---------- Sayfa
Parçalanmış Zamanların İzinde

Nihayetinde toplumda yaşayan her grup ve grup aidiyeti etrafında kendi benliğini kurmaya çalışan her birey kendine ait bir zaman tasavvuruyla birlikte varlığını sürdürür. Bu zaman tasavvuru veya tahayyülü grup içi birlikteliğin ve dayanışmanın kurucu öğesi olarak işlev gösterdiği kadar öznenin kendi benliğini oluşturmasını ve bu benlik üzerinden yaşamla kendine has bir ilişki kurmasını da sağlar. Dahası ötekiyle ve orada-uzakta olanla kurulan her bağlanma ve ilişki edimi beraberinde paylaşılan veya ortaklaşılan bir zaman tahayyülünü ve bu tahayyül etrafında oluşmuş zamansal imajları gerektirir. Geçmişe, şimdiye ve geleceğe dair tahayyüllerde asgari bazı müştereklerin kurulmuş olması gerekir. Geçmişe, şimdiye ve geleceğe yönelik üretilen söylemler, imajlar ve duygulanım biçimleri grubu bir arada tuttuğu kadar grup içi kimlik oluşumuna ve öznelliğin kuruluşuna da destek olur. Bütün bu süreç şu meşhur “Hayatın anlamı nedir?” sorusuna verilmiş bazı cevaplara da mesken olur.
--------------------
---------- Saklanan Kayıtlar
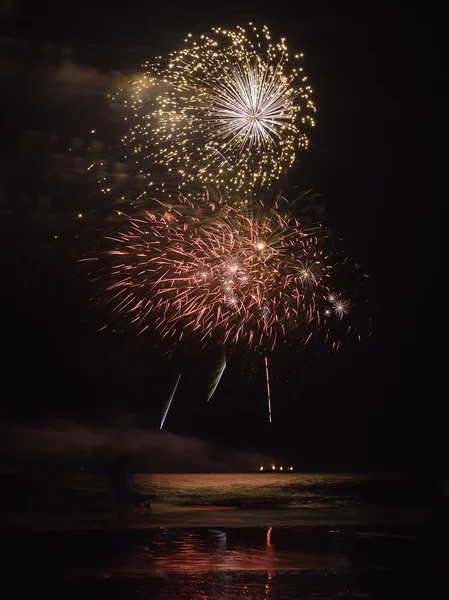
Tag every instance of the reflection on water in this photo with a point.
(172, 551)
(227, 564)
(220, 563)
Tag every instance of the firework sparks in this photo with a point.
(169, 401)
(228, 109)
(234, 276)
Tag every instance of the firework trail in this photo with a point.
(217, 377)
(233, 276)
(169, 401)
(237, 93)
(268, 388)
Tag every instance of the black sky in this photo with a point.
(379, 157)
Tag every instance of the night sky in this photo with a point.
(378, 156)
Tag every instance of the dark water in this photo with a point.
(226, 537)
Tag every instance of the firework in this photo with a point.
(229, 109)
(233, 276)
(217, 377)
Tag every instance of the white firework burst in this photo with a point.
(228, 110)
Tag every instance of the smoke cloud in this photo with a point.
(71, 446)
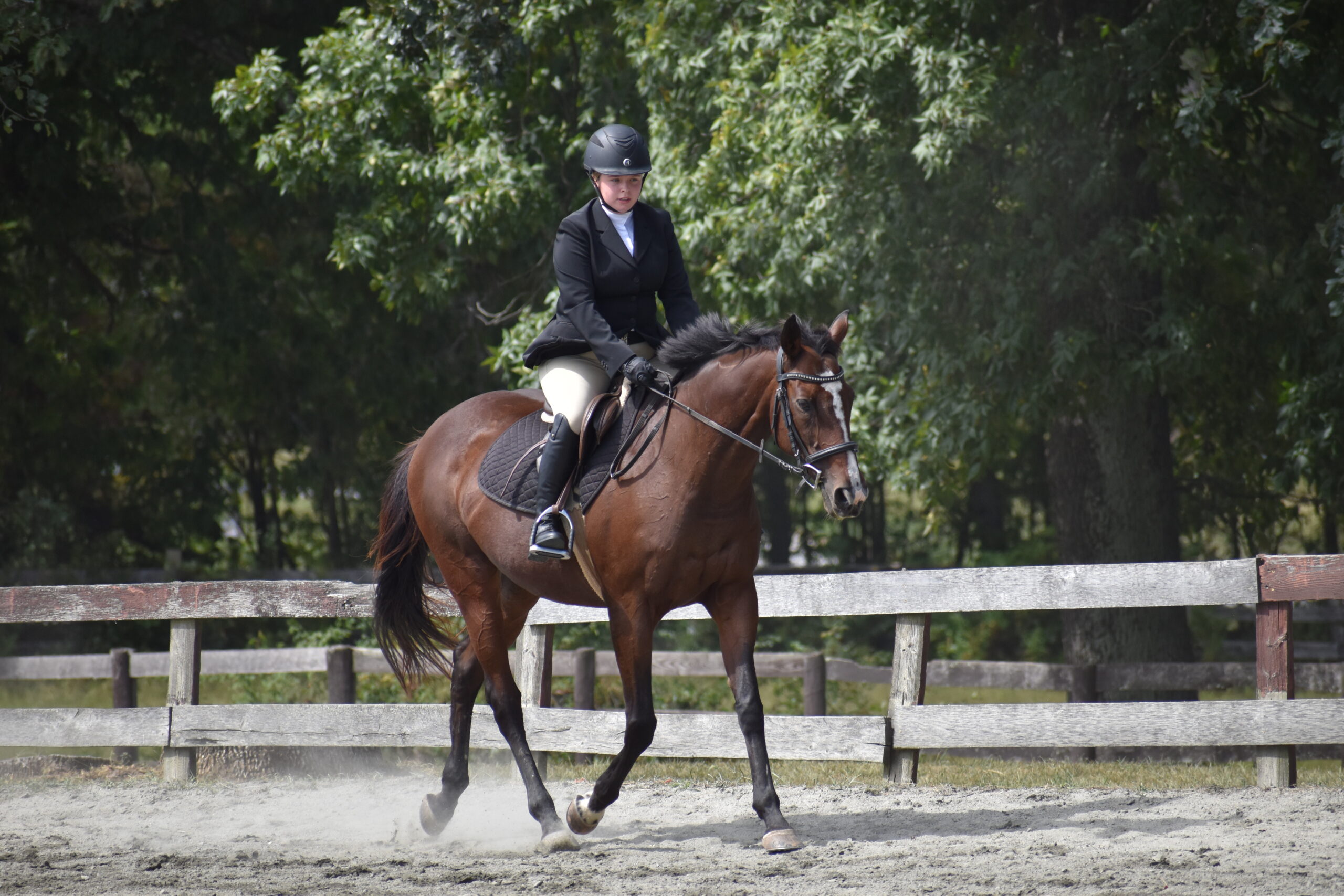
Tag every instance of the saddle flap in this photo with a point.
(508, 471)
--------------------
---------- Saklanan Kayıtlar
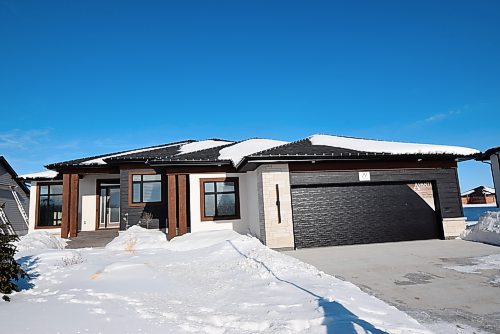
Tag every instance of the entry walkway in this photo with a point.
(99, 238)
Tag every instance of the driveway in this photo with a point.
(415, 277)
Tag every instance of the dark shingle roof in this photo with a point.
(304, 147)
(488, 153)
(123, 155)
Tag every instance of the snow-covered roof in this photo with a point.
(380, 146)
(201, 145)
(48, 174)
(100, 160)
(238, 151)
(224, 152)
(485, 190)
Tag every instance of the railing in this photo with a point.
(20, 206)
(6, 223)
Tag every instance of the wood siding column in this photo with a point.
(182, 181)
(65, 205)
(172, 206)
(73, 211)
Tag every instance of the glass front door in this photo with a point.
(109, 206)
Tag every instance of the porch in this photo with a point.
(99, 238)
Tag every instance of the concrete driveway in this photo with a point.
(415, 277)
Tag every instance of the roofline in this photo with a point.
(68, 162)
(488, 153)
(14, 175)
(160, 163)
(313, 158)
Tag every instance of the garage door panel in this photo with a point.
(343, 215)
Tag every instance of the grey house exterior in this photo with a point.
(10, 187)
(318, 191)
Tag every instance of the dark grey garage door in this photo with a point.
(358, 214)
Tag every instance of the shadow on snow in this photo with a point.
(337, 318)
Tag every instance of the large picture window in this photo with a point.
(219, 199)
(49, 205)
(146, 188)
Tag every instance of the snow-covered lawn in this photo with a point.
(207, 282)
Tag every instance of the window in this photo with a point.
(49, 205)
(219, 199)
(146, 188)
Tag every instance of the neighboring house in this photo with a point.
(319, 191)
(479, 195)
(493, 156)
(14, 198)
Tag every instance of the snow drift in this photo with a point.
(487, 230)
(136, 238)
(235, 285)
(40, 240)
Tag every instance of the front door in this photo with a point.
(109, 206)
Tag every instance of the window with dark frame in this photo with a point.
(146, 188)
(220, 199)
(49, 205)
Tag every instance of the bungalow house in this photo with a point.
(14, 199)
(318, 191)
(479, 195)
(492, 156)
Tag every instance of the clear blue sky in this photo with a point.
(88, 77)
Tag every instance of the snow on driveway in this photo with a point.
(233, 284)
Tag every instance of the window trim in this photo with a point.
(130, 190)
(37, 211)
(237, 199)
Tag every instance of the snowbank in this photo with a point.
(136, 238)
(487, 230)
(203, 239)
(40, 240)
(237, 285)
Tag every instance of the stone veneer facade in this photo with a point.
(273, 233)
--------------------
---------- Saklanan Kayıtlar
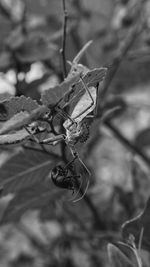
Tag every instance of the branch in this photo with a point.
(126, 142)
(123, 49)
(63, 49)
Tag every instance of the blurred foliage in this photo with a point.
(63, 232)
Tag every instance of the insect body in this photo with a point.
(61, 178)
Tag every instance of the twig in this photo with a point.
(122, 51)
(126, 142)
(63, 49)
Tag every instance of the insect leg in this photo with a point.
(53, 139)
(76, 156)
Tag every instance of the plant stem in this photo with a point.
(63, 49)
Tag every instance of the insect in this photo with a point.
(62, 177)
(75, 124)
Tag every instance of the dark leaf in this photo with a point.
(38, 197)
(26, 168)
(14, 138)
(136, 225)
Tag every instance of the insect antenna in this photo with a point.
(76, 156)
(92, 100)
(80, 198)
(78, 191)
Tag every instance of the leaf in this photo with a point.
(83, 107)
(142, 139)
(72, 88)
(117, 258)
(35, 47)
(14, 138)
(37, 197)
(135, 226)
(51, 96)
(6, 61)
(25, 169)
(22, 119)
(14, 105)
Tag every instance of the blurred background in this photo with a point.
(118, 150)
--------------------
**Alıştırmalar**
**a.** Zaman tasavvuru yazısına göre şu soruları cevaplayın:
(i) Her grup ve her birey varlığını neyle birlikte sürdürür?
(ii) Ötekiyle ve orada-uzakta olanla kurulan her bağlanma ve ilişki edimi beraberinde neyi gerektirir?
(iii) Bütün bu süreç hangi meşhur soruya verilmiş bazı cevaplara mesken olur?
**b.** Zaman tasavvuru yazısını son cümlesinin ardından sürdürün.
Satırlar, zaman tasavvuru yazısından ayrı bir malzemedir.

**Görev Sonuçları**
**a.**
(i) Kendine ait bir zaman tasavvuruyla.
(ii) Paylaşılan veya ortaklaşılan bir zaman tahayyülünü ve bu tahayyül etrafında oluşmuş zamansal imajları.
(iii) "Hayatın anlamı nedir?" sorusuna.

**b.**
Dayanışmayı bu zamansal tahayyül sağlıyorsa, o vakit çatışma ve kavganın gerisinde de zamana, zamanın deneyimlenmesine ve tasavvur edilmesine dair bir kavga olsa gerek. Toplum olarak bahsettiğimiz birliktelik veya ayrışma biçimi homojen ve büyütülmüş/genişletilmiş küçük bir grup ütopyasının tersine daima çatışan, parçalanan ve yer değiştiren farklı gruplaşmaların birliktelik imkânlarından veya imkânsızlıklarından oluşur. Bu farklılaşma veya farklılaşmayı mümkün kılan ve var eden sınırlardan bir tanesi de grupların ve grup içi bireylerin zamana yönelik geliştirdikleri ve paylaştıkları zaman tahayyülüdür.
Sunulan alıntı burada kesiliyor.